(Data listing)

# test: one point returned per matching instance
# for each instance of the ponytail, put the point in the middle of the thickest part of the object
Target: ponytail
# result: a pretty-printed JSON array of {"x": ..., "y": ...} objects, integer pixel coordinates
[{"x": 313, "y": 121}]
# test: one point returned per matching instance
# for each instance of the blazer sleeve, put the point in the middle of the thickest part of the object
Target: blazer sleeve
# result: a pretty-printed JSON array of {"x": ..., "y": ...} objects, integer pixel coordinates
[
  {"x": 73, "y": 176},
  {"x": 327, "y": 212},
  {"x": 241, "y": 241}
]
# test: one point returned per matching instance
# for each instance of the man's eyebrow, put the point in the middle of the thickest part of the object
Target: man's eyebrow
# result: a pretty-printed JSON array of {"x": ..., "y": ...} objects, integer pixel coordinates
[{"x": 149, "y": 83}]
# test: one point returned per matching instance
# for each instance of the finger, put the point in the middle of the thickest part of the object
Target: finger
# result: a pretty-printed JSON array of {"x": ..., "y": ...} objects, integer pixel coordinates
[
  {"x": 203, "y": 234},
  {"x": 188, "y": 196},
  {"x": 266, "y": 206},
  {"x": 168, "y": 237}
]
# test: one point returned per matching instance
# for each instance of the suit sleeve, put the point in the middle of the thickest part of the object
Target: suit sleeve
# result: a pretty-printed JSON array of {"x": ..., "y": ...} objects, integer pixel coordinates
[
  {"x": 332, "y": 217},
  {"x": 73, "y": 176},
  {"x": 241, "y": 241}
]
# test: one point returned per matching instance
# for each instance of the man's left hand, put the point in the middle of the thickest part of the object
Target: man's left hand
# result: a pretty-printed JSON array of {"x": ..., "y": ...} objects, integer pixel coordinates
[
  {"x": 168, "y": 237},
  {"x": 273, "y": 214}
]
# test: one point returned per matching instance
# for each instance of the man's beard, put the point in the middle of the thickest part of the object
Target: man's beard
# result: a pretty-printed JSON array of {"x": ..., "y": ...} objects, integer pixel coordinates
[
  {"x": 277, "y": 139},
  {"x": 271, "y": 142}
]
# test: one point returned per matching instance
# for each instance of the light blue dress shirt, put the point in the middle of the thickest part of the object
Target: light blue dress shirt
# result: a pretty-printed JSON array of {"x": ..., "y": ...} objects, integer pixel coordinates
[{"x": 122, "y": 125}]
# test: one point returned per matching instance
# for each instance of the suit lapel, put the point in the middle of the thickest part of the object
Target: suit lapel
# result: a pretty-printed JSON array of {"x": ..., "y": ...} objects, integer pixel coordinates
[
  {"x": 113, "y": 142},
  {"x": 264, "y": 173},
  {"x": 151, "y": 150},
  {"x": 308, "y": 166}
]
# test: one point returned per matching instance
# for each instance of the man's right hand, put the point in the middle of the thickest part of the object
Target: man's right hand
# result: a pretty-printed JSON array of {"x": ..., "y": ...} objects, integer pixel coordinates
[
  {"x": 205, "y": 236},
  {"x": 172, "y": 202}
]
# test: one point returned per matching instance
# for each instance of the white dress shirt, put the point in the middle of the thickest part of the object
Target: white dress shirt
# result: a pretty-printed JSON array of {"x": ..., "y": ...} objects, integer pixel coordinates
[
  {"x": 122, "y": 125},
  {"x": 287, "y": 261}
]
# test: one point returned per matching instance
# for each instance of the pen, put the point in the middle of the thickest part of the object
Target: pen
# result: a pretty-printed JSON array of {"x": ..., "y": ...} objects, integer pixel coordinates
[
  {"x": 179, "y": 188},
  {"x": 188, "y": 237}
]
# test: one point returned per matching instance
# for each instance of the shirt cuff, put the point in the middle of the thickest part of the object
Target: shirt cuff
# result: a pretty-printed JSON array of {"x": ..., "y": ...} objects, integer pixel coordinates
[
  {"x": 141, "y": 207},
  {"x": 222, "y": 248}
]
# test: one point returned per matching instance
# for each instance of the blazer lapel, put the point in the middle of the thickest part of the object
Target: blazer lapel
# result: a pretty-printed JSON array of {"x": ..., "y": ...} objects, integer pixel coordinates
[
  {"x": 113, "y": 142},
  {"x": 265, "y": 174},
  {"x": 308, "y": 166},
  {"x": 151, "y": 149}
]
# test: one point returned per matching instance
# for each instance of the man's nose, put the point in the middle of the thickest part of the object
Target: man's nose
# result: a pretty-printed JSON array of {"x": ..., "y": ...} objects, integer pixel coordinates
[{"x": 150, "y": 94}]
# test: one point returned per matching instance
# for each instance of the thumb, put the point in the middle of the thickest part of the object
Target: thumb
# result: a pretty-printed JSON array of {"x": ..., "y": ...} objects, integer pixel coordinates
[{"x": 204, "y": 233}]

**Stated exercise:**
Reproduce each record exactly as it appears.

**Task answer:**
# test: one point returned per matching instance
# for each instance of the ponytail, put the point in the middle of the thickest part of the object
Target: ponytail
# result: a pretty-printed JSON array of {"x": ..., "y": ...} objects, integer pixel coordinates
[{"x": 313, "y": 121}]
# test: one point returned per matching instance
# for each instance of the blazer sleeve, put the point in the middle of the thickest part of the object
Target: blazer sleeve
# result: a pretty-printed JSON array of {"x": ..., "y": ...} objects, integer pixel coordinates
[
  {"x": 73, "y": 176},
  {"x": 327, "y": 212},
  {"x": 241, "y": 241}
]
# test: one point returned per matching instance
# for each instance of the man's eyebrow, put the point in the middle of the thickest part of the object
Target: man's eyebrow
# result: a pretty-printed JSON array of {"x": ..., "y": ...} objects, integer pixel coordinates
[{"x": 149, "y": 83}]
# test: one point returned per matching instance
# for each instance of the finger, put the point in the middle of the thickest part of the object
Target: finger
# result: a pretty-printed JSON array of {"x": ..., "y": ...} objects, integer pixel coordinates
[
  {"x": 203, "y": 234},
  {"x": 188, "y": 196},
  {"x": 266, "y": 206},
  {"x": 168, "y": 237}
]
# test: one point returned per matching instance
# for each instance of the suit sleeve, put the point in the middle of the thickest part of the object
Target: suit sleeve
# result: a pretty-printed JSON array of {"x": ..., "y": ...} objects, integer pixel coordinates
[
  {"x": 332, "y": 217},
  {"x": 73, "y": 176},
  {"x": 241, "y": 241}
]
# test: one point returned per matching instance
# for each instance of the man's left hand, put the point in the middle of the thickest part of the object
Target: man's left hand
# result: a pretty-printed JSON array of {"x": ..., "y": ...} objects, integer pixel coordinates
[
  {"x": 168, "y": 237},
  {"x": 273, "y": 214}
]
# test: one point returned per matching instance
# for each instance of the man's beard, put the point in the middle of the thickest part of the object
Target: man's beard
# result: a pretty-printed JSON array of {"x": ..., "y": ...} objects, integer pixel coordinates
[
  {"x": 277, "y": 139},
  {"x": 271, "y": 142}
]
# test: one point returned per matching instance
# for each instance of the light blue dress shirt, put the point in the middle of the thickest part of the object
Target: light blue dress shirt
# result: a pretty-printed JSON array of {"x": ..., "y": ...} objects, integer pixel coordinates
[{"x": 122, "y": 125}]
# test: one point returned per matching instance
# for each instance of the suit lapel, put the point in the middle of the thickest part of the object
Target: suit lapel
# result: a pretty-printed JSON array of {"x": ..., "y": ...} objects, integer pixel coordinates
[
  {"x": 113, "y": 142},
  {"x": 264, "y": 173},
  {"x": 151, "y": 150},
  {"x": 308, "y": 166}
]
# test: one point returned per matching instance
# for each instance of the man's right hand, put the point in the middle of the thickest part of the object
Target: man's right hand
# result: a pretty-printed JSON array of {"x": ..., "y": ...} objects, integer pixel coordinates
[
  {"x": 205, "y": 236},
  {"x": 172, "y": 202}
]
# test: one point returned per matching instance
# for each instance of the white dress shirt, put the point in the middle of the thickest part of the object
Target: white dress shirt
# result: a pretty-printed JSON array of {"x": ..., "y": ...} objects, integer pixel coordinates
[
  {"x": 122, "y": 125},
  {"x": 287, "y": 261}
]
# test: one point returned per matching instance
# for each instance of the pen, put the point in the middle of the thickest part of the object
Target: pen
# result: a pretty-printed JSON array of {"x": ..., "y": ...} objects, integer pixel coordinates
[
  {"x": 179, "y": 188},
  {"x": 188, "y": 237}
]
# test: one point returned per matching instance
# for each instance of the shirt cuff, put the point in the middle of the thickest part of the object
Target: shirt cuff
# result: a pretty-printed JSON array of {"x": ..., "y": ...} objects, integer pixel coordinates
[
  {"x": 141, "y": 207},
  {"x": 222, "y": 248}
]
# test: one point returned per matching instance
# for each instance of the blazer lapel, put the point in the middle of the thickest part of the object
Target: blazer lapel
# result: a pretty-printed JSON array of {"x": ..., "y": ...} objects, integer pixel coordinates
[
  {"x": 113, "y": 142},
  {"x": 265, "y": 174},
  {"x": 308, "y": 166},
  {"x": 151, "y": 149}
]
# test: one point returned per matching instance
# for each instance of the man's nose, put the point in the middle of the thickest part of the object
Target: man's nose
# result: a pretty-printed JSON array of {"x": ..., "y": ...} objects, integer pixel coordinates
[{"x": 150, "y": 94}]
# test: one point returned per matching instance
# for each instance of the thumb, put the point in the middle of the thickest part of the object
Target: thumb
# result: a pretty-printed JSON array of {"x": ..., "y": ...} objects, integer pixel coordinates
[{"x": 204, "y": 233}]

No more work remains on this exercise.